>> begin ARTICLE
You could use fuzzywuzzy
to find the similarity of the values. Using for example fuzz.ratio(str1, str2)
will return you an indicator how similar the strings are. There are other methods as well. You would have to find out yourself what suits best for your use case.
The example below uses fuzz.ratio(str1, str2)
and considers a ratio of 80 to be equals:
# pip install fuzzywuzzy python-levenshtein
# or: conda install -c conda-forge fuzzywuzzy python-levenshtein
import io
import pandas as pd
from fuzzywuzzy import fuzz
df1 = pd.read_csv(io.StringIO("""
Product Name, Cost
Car with batteries, 2
Headphones Sony, 3
"""))
df2 = pd.read_csv(io.StringIO("""
Product Name, Cost
Car batteries, 2
Headphones Sony, 3
"""))
COLUMN_NAME = "Product Name"
ACCEPTED_RATIO = 80
def match(right, left):
return fuzz.ratio(right, left) > ACCEPTED_RATIO
rsuffix = "_r"
compared = df1.join(df2, rsuffix=rsuffix)
compared["Matches"] = compared.apply(
lambda x: match(x[COLUMN_NAME], x[f"{COLUMN_NAME}{rsuffix}"]),
axis=1,
)
compared = compared.drop(
[c for c in compared.columns if c.endswith(rsuffix)],
axis=1
)
And the output of print(compared)
would be:
Product Name Cost Matches
0 Car with batteries 2 True
1 Headphones Sony 3 True
>> end ARTICLE
>> begin DATASET RECORDS
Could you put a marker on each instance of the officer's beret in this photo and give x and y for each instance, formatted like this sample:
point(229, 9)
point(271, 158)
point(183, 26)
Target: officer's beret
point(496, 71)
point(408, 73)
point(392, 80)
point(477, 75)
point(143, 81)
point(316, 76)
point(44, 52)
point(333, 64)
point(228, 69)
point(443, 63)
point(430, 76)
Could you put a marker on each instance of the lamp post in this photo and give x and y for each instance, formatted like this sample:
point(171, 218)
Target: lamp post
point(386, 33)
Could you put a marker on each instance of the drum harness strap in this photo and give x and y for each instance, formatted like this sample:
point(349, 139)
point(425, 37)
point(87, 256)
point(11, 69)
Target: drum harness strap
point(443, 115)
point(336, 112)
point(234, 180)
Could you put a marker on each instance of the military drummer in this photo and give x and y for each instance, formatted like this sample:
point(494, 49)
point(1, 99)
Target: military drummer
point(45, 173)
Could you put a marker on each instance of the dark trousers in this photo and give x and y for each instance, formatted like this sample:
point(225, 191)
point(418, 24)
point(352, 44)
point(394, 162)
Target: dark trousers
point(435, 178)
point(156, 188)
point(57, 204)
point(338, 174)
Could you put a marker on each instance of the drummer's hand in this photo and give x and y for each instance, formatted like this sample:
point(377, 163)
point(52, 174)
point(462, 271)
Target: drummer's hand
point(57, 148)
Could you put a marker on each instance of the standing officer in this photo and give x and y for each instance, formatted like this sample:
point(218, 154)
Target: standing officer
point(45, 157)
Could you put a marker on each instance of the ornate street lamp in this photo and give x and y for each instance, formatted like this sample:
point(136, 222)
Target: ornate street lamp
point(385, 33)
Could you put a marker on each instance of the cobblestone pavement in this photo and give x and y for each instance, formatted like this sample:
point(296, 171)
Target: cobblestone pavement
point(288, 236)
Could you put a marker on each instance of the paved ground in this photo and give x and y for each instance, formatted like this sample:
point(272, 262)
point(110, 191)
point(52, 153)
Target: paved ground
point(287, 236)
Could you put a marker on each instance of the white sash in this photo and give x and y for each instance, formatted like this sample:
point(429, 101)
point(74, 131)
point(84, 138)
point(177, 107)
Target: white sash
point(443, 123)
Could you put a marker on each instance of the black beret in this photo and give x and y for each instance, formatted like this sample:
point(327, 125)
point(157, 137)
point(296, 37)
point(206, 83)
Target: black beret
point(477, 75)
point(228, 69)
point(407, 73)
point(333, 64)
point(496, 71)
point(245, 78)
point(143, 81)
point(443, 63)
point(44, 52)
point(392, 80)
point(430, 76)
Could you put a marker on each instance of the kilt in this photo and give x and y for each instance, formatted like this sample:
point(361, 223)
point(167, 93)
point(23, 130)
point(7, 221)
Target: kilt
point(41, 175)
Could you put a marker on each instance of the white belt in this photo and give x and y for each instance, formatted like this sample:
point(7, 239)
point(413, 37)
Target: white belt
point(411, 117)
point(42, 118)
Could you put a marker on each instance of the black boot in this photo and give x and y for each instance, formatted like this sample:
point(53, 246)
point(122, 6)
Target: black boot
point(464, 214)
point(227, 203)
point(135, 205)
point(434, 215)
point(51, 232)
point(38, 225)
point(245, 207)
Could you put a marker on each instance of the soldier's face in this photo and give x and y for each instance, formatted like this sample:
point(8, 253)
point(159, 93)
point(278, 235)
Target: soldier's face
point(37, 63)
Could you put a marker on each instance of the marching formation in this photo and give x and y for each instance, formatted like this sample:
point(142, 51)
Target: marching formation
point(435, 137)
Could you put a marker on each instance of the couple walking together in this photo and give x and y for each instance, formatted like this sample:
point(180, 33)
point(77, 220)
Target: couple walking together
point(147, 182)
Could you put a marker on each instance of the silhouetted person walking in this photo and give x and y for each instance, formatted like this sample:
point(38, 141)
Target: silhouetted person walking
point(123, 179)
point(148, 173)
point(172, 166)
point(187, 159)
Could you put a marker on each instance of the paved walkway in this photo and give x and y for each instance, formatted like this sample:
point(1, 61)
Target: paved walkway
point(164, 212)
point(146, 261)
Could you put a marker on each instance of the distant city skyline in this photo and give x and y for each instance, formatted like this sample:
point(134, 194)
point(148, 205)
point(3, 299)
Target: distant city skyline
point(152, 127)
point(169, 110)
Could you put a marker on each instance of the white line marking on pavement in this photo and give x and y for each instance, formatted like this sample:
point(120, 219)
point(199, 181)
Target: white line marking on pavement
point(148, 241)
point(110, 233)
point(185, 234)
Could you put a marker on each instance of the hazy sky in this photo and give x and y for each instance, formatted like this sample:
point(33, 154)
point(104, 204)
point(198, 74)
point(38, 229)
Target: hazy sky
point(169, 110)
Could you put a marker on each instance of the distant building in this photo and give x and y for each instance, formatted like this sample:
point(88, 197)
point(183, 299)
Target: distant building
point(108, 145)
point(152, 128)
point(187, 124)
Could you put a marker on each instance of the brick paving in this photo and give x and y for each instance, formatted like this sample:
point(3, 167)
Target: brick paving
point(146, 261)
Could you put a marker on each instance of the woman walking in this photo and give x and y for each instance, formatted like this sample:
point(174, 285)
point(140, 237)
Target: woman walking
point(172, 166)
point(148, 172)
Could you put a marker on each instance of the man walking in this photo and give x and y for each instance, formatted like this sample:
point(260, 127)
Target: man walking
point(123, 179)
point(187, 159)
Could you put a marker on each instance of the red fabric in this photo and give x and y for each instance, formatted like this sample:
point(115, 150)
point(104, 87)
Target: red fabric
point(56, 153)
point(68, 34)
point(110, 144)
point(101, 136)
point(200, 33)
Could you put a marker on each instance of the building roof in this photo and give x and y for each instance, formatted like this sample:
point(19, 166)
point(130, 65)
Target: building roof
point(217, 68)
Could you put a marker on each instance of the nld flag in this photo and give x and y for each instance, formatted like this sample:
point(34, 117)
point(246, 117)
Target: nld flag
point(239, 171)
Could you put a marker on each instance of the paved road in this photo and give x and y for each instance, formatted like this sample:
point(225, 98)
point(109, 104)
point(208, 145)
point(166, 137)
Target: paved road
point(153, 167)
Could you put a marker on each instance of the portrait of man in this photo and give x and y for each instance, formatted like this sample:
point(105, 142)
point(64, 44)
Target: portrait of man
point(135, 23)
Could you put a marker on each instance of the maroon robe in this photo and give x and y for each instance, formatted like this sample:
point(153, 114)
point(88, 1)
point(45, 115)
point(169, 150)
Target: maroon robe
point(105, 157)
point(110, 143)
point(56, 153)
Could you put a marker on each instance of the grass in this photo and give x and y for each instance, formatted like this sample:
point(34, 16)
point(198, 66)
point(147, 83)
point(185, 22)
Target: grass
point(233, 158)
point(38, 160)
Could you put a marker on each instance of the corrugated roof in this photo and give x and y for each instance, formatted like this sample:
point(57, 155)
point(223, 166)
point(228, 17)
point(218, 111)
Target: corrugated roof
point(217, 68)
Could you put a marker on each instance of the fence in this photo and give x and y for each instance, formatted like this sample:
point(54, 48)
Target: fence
>> end DATASET RECORDS
#### [PROBLEMS]
a: Answer these about the fuzzywuzzy text, one answer per line:
(i) What value is ACCEPTED_RATIO set to?
(ii) Which two packages does the pip install comment name?
(iii) What Cost does the printed output show for Headphones Sony?
b: In the fuzzywuzzy text, print everything from "will return you" down to "uses fuzz.ratio(str1, str2)", word for word.

#### [FINAL ANSWERS]
a:
(i) 80
(ii) fuzzywuzzy and python-levenshtein
(iii) 3

b:
will return you an indicator how similar the strings are. There are other methods as well. You would have to find out yourself what suits best for your use case.
The example below uses fuzz.ratio(str1, str2)